* What is being asked: For every line that contains the string "shirt", pull that line out of the material below.
── Supplied material
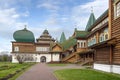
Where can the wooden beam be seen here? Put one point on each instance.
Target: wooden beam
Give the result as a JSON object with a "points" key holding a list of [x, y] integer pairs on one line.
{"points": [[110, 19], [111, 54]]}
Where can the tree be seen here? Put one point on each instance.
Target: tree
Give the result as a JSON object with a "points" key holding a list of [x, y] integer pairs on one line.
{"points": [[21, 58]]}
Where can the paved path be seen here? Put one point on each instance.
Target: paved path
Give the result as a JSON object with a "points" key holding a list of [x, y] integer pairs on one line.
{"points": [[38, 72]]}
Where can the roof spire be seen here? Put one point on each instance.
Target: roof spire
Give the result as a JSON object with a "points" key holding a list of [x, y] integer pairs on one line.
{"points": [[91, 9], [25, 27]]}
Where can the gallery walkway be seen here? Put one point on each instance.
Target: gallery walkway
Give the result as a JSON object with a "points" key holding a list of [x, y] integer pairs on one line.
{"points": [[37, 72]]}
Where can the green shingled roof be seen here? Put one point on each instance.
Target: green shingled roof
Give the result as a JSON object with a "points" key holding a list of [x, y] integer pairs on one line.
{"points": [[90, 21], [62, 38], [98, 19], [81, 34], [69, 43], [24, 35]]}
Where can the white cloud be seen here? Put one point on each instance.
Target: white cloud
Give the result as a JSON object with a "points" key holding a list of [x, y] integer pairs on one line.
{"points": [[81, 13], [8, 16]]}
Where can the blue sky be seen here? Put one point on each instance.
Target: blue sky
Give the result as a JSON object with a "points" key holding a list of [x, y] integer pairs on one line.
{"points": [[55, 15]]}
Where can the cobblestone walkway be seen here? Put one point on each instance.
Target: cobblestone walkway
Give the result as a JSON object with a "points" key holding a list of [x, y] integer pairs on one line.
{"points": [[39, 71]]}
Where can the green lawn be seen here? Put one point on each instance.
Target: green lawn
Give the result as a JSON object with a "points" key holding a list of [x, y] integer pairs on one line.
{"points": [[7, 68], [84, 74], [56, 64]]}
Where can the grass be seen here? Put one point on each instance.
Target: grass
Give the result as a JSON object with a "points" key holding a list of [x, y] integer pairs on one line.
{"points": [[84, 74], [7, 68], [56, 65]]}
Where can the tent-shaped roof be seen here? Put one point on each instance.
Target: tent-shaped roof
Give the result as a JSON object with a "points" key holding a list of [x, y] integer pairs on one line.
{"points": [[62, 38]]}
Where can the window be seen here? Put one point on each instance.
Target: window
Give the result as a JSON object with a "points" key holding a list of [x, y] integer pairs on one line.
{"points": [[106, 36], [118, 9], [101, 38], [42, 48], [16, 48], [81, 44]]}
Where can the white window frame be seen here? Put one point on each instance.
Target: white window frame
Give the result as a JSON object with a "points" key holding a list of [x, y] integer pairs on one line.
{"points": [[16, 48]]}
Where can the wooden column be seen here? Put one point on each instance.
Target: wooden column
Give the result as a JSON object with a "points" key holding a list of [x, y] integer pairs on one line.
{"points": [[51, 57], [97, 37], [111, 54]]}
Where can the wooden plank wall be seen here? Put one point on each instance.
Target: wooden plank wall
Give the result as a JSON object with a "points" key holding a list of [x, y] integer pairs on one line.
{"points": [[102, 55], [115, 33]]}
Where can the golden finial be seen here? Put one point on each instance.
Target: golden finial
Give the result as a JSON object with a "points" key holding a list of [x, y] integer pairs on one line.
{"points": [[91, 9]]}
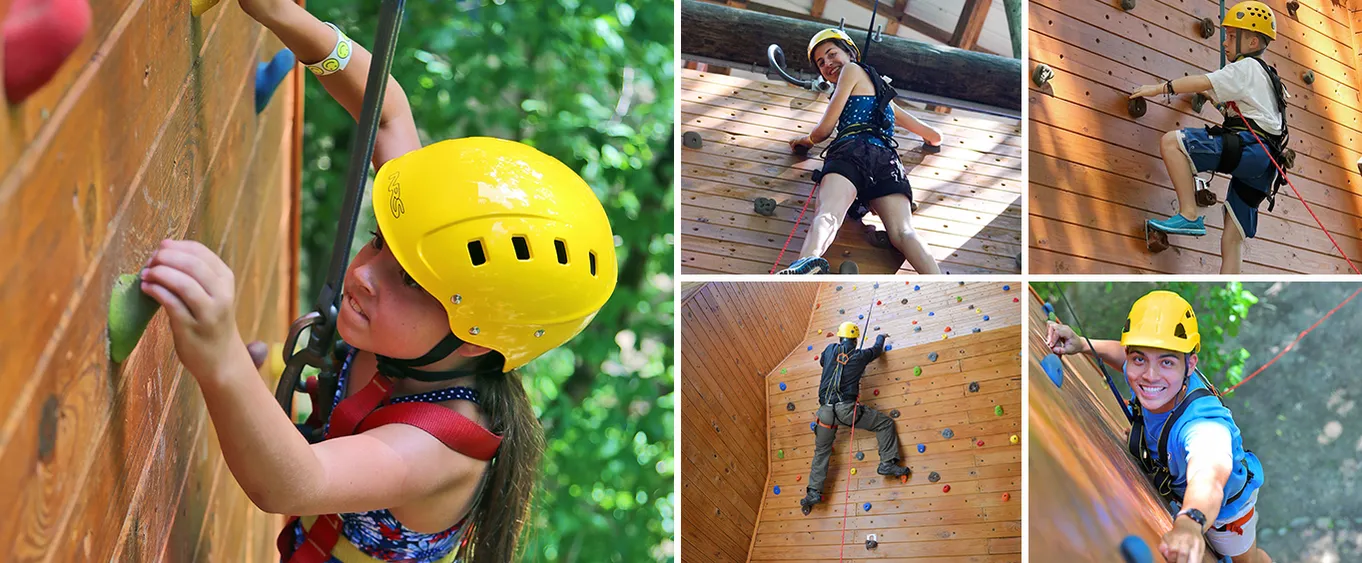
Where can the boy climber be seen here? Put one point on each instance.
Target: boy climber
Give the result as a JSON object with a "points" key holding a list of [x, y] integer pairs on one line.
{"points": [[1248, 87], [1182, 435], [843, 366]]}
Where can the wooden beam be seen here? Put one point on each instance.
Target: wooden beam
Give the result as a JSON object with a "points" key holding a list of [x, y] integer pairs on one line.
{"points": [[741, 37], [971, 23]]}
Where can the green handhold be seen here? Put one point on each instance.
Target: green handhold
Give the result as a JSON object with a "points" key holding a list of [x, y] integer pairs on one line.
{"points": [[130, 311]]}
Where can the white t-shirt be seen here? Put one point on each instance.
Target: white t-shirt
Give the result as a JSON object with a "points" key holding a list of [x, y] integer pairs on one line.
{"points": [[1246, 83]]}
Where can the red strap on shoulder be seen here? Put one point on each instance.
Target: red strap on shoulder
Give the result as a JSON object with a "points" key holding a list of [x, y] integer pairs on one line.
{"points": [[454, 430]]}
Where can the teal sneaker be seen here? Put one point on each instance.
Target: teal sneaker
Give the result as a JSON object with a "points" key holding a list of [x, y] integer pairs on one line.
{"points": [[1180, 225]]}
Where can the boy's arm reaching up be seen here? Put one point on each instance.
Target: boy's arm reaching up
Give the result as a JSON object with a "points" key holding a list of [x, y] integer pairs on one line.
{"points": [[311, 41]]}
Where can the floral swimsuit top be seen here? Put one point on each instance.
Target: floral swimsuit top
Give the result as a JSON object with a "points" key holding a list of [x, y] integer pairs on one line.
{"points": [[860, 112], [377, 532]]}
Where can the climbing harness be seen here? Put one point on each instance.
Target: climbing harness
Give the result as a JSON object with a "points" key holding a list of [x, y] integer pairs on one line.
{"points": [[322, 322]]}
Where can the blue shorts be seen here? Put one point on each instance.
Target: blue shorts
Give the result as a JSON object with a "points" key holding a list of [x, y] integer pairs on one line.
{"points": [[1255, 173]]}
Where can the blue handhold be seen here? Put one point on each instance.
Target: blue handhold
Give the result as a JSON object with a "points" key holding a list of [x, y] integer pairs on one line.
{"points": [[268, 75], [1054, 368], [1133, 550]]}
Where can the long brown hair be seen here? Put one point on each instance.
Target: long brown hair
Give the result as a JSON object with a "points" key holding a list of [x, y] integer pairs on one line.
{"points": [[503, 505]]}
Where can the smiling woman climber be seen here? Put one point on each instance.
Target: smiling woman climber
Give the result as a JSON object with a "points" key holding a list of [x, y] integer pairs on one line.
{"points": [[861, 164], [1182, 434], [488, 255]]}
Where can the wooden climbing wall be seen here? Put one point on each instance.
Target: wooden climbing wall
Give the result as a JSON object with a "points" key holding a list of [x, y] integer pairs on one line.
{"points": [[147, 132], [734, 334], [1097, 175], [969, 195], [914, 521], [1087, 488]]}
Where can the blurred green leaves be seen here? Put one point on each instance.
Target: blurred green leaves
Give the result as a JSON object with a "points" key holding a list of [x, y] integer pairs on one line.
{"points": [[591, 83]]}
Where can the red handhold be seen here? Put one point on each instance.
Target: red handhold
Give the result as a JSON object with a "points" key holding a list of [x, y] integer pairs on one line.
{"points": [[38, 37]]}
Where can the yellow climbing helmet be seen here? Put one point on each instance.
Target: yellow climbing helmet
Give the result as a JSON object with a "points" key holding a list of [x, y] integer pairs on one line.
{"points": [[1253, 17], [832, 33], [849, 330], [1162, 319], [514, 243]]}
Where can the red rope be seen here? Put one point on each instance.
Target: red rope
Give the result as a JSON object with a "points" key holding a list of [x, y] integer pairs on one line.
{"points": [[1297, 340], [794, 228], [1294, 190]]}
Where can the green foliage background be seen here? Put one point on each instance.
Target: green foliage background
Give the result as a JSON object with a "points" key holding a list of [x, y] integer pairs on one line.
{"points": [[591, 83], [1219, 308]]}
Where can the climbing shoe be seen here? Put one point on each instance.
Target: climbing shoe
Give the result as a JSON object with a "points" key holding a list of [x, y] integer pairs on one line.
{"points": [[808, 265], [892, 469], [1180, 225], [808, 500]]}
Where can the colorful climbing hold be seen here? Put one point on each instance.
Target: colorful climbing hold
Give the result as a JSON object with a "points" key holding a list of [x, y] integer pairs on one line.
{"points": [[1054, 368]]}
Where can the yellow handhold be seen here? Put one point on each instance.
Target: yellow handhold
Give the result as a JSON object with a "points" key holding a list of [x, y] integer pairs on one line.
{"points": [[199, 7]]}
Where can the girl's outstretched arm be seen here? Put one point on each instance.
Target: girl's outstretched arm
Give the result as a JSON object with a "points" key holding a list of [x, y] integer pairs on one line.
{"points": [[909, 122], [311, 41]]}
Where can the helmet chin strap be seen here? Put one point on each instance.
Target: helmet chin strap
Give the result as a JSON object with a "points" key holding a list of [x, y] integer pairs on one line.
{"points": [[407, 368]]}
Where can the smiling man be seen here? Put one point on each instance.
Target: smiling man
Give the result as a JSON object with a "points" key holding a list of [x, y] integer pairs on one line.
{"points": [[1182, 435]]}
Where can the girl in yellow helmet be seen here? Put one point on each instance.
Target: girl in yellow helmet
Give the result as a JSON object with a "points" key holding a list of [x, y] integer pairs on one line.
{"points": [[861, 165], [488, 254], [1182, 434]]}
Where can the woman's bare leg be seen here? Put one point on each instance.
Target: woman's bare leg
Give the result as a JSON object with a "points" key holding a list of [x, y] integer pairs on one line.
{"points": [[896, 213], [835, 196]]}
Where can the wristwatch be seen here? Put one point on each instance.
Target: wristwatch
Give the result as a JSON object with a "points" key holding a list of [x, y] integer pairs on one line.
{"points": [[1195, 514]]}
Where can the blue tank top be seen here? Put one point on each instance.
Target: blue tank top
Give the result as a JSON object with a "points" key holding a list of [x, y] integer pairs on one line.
────
* Answer box:
Where can the white t-shirt be seen here? Put one point on each instance.
Target: white t-shirt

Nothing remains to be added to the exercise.